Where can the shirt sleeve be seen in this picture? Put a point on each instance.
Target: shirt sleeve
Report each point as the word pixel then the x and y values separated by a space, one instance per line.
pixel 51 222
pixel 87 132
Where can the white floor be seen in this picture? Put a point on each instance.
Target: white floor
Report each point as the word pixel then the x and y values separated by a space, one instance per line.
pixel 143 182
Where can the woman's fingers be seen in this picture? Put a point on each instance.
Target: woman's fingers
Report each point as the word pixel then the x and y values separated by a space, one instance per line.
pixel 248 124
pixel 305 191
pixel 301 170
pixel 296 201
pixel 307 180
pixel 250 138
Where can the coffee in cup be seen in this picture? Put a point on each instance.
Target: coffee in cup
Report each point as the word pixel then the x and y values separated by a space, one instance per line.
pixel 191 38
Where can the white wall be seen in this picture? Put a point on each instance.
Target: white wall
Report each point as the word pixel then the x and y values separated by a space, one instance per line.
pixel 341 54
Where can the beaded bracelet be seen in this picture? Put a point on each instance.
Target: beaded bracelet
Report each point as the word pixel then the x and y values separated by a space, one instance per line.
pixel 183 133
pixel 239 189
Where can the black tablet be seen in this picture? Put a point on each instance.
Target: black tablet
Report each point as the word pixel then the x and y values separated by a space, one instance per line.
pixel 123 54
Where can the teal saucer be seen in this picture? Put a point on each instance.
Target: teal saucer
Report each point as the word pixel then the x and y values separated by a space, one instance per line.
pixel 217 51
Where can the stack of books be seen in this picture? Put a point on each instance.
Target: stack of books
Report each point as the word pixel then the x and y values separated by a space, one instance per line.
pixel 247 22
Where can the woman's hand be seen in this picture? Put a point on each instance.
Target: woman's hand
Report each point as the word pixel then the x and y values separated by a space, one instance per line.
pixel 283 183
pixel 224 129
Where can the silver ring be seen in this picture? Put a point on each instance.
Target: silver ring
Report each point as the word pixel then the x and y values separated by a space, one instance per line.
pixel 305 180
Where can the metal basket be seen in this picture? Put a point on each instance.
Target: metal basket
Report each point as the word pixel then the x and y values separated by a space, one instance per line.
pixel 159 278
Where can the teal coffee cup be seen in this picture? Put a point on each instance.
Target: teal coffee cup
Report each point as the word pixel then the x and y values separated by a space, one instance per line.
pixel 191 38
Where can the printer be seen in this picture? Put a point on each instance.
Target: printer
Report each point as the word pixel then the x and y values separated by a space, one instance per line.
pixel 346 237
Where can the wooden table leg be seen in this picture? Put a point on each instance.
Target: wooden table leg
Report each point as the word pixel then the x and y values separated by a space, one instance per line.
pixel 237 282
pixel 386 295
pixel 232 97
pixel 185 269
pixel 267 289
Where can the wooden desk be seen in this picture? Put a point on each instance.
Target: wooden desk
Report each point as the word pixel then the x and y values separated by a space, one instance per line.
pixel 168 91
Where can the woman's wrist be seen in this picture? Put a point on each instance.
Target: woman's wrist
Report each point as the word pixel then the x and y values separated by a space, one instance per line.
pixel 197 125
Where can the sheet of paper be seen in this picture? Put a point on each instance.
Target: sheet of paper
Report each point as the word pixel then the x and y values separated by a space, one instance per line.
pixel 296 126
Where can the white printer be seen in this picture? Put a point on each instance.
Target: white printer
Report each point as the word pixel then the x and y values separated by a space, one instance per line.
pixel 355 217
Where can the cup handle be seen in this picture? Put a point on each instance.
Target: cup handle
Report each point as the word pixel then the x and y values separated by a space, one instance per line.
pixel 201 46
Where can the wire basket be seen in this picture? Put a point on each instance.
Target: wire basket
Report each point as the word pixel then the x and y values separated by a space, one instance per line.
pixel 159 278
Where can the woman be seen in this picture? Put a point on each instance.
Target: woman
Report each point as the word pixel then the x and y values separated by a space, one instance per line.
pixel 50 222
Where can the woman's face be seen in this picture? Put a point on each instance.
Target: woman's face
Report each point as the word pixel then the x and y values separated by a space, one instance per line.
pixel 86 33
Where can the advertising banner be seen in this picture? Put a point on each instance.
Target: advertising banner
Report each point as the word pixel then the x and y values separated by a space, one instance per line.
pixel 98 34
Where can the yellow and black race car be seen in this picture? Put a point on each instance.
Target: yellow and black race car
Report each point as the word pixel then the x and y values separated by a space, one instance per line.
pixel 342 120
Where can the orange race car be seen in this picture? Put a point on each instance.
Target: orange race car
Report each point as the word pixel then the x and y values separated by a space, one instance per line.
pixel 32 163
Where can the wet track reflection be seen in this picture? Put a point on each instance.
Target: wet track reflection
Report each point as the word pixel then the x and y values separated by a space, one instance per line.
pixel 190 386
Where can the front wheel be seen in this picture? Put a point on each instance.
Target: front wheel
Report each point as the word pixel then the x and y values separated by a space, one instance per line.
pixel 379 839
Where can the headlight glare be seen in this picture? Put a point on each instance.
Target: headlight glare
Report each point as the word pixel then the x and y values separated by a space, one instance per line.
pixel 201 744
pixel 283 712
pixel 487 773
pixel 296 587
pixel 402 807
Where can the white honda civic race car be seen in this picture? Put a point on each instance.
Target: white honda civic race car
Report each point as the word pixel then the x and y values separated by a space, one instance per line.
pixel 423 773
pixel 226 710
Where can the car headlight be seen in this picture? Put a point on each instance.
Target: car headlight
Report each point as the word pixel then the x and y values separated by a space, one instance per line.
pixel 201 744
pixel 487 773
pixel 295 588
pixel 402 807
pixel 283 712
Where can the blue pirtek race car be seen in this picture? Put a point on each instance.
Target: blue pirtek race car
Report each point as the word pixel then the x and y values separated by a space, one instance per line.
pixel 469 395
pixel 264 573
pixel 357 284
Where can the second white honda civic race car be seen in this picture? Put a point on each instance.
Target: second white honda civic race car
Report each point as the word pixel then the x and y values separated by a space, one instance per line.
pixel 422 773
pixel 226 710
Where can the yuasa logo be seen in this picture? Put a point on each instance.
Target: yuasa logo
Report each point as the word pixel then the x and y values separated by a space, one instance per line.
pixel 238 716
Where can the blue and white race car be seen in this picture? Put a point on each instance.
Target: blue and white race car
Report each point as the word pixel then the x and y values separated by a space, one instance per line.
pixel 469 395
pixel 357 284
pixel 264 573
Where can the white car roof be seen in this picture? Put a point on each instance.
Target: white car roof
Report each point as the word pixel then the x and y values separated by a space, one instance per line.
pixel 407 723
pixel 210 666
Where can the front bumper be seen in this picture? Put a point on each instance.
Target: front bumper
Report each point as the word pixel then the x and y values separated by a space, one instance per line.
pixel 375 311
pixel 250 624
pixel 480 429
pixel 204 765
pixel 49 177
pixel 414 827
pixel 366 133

Short exercise: Recast every row above as a numbered list, leaving out any blank lines.

Written answer:
1. Where can the shirt sleeve be seen in this picture? Put a point on each instance.
2. Target: shirt sleeve
3. Report each point as the word pixel then the x and y values separated by a space, one instance per line.
4. pixel 51 222
5. pixel 87 132
6. Where can the white floor be seen in this picture? Put a point on each instance.
7. Target: white floor
8. Report each point as the word pixel then the x and y values separated by a space, one instance per line.
9. pixel 143 182
10. Where can the woman's fingers be seen in this picture? Put a point on each instance.
11. Target: woman's fingers
12. Report each point as the word pixel then the x and y values separated by a space, one instance per line.
13. pixel 248 124
14. pixel 305 191
15. pixel 301 170
16. pixel 296 201
17. pixel 307 180
18. pixel 250 138
19. Where can the coffee in cup be seen in this picture? Put a point on each instance.
20. Target: coffee in cup
21. Report each point as the word pixel then the x and y values separated by a space, one instance per line.
22. pixel 191 38
23. Where can the white wall be seen in this picture? Put a point on each instance.
24. Target: white wall
25. Report each point as the word pixel then the x and y values separated by a space, one instance per line.
26. pixel 341 54
27. Where can the beaded bracelet be seen in this picture? Put a point on each instance.
28. Target: beaded bracelet
29. Report each point as the word pixel then the x and y values separated by a space, one instance per line.
30. pixel 183 133
31. pixel 239 189
32. Where can the black tablet be seen in this picture? Put a point on each instance.
33. Target: black tablet
34. Report each point as the word pixel then the x and y values separated by a space, one instance per line.
35. pixel 123 54
36. Where can the teal saucer be seen in this picture? Put a point on each instance.
37. Target: teal saucer
38. Report each point as the word pixel then the x and y values separated by a space, one instance per line.
39. pixel 217 51
40. Where can the stack of books be seen in this picture? Put a point on each instance.
41. Target: stack of books
42. Report each point as the word pixel then the x and y values separated by a space, one instance per line.
43. pixel 247 22
44. Where can the woman's hand be seen in this picture? Put a point on each instance.
45. Target: woman's hand
46. Report each point as the word pixel then the x and y values separated by a space, one instance per line.
47. pixel 283 183
48. pixel 224 129
49. Where can the silver ring be seen in this picture? Put a point on each instance.
50. Target: silver ring
51. Report each point as the word pixel then the x and y values separated by a space, one instance per line.
52. pixel 305 180
53. Where can the metal basket be seen in this picture? Put a point on each instance.
54. Target: metal basket
55. Report each point as the word pixel then the x and y values separated by a space, one instance per line.
56. pixel 159 278
57. Where can the teal coffee cup be seen in this picture? Put a point on each instance.
58. Target: teal coffee cup
59. Report each point as the word pixel then the x and y values separated by a space, one instance per line.
60. pixel 191 38
61. Where can the printer be seen in this picture? Put a point on each instance.
62. Target: printer
63. Report each point as the word pixel then the x and y values separated by a space, one instance per line.
64. pixel 346 237
65. Where can the wooden table leg be seen in this picture? Put a point on each instance.
66. Target: wooden table leg
67. Report each point as the word pixel then the x and y values separated by a space, one instance per line.
68. pixel 237 282
69. pixel 386 295
70. pixel 232 97
71. pixel 185 269
72. pixel 267 289
73. Where can the wooden desk be seen in this picture? Put a point on each instance.
74. Target: wooden desk
75. Report each point as the word pixel then the x and y values separated by a space, one instance per line.
76. pixel 168 91
77. Where can the woman's wrist be seen in this picture? Put a point on each instance.
78. Target: woman's wrist
79. Report each point as the word pixel then the x and y values separated by a space, one instance per line.
80. pixel 197 125
81. Where can the sheet of paper be seen in this picture? Put a point on each instance.
82. Target: sheet of paper
83. Report each point as the word pixel then the x and y values separated by a space, one instance per line.
84. pixel 296 126
85. Where can the white printer be seen in this picture? Put a point on each instance.
86. Target: white printer
87. Report each point as the word pixel then the x and y values separated by a space, one instance per line.
88. pixel 355 217
89. Where can the cup handle be seen in this picture? Put a point on each instance.
90. Target: cup handle
91. Report each point as the word pixel then the x and y values separated by a space, one instance per line.
92. pixel 201 46
93. Where can the wire basket be seen in this picture? Put a point on each instance.
94. Target: wire basket
95. Report each point as the word pixel then the x and y values separated by a space, one instance per line.
96. pixel 159 278
97. Where can the woman be seen in this picture? Put a point on each instance.
98. Target: woman
99. Report each point as the word pixel then the x and y values separated by a space, one instance per line.
100. pixel 50 222
101. Where can the woman's face be seen in this picture? Put a point on each instance.
102. Target: woman's face
103. Report each point as the word pixel then the x and y values separated by a space, one instance per line.
104. pixel 86 33
105. Where can the advertising banner be seen in this picture? Put a point on each instance.
106. Target: advertising banner
107. Report each point as the word pixel then the x and y values separated by a space, one instance per line.
108. pixel 98 34
109. Where can the yellow and black race car be seen in this picture? Put a point on each instance.
110. Target: yellow and black race car
111. Report each point as the word pixel then the x and y values separated by a space, one instance per line.
112. pixel 342 120
113. Where can the orange race car be seen in this picture? Put a point on each instance.
114. Target: orange race car
115. Report each point as the word pixel then the x and y values separated by a space, one instance per line.
116. pixel 32 163
117. Where can the wet track reflection be seen in this picture? Put a point on each instance.
118. Target: wet track reflection
119. Report each point as the word pixel then the x and y values separated by a space, one instance per line.
120. pixel 190 386
121. Where can the front wheel be seen in this picture? Put a point on each instance.
122. Target: front wheel
123. Report each point as the word pixel then the x and y values separated by a space, one instance per line.
124. pixel 379 839
125. Where can the headlight glare be seen in this picture? Put a point on each instance.
126. Target: headlight glare
127. Report each point as the word pixel then the x and y values separated by a space, one instance per line.
128. pixel 201 744
129. pixel 283 712
130. pixel 487 773
131. pixel 296 587
132. pixel 402 807
133. Where can the white honda civic race car be seen in this picture? Put a point on each instance.
134. Target: white honda civic race car
135. Report each point as the word pixel then the x and y values separated by a space, one instance per line.
136. pixel 423 773
137. pixel 226 710
138. Where can the car headlight be seen in this picture? Put a point on each instance.
139. Target: car headlight
140. Report each point as the word pixel then the x and y values separated by a space, one instance per line.
141. pixel 201 744
142. pixel 487 773
143. pixel 295 588
144. pixel 402 807
145. pixel 283 712
146. Where can the blue pirtek race car be seen in this picture? Put a point on each instance.
147. Target: blue pirtek race car
148. Report each point as the word pixel then the x and y values separated by a space, one instance per line.
149. pixel 469 395
150. pixel 264 573
151. pixel 357 284
152. Where can the second white honda civic race car be seen in this picture? Put a point on each instance.
153. Target: second white honda civic race car
154. Report each point as the word pixel then the x and y values separated by a space, one instance per line.
155. pixel 422 773
156. pixel 226 710
157. Where can the yuasa logo be seen in this picture? Put a point on each instance.
158. Target: yuasa logo
159. Report each point as the word pixel then the x and y values separated by a space, one instance per line.
160. pixel 238 716
161. Where can the blue and white race car be seen in this picture? Put a point on each instance.
162. Target: blue and white race car
163. Report each point as the word pixel then the x and y values separated by a space, one instance per line.
164. pixel 469 395
165. pixel 357 284
166. pixel 264 573
167. Where can the white car roof be seen in this picture? Put a point on each instance.
168. Target: white car roof
169. Report each point as the word pixel then the x and y values separated by a space, one instance per line.
170. pixel 407 723
171. pixel 210 666
172. Where can the front bumper be seen in this picture? Put a point on each instance.
173. Target: front bumper
174. Report each point as the word pixel then the x and y values separated by a space, one instance per line.
175. pixel 375 311
176. pixel 250 624
177. pixel 480 429
178. pixel 204 765
179. pixel 49 177
180. pixel 414 827
181. pixel 366 133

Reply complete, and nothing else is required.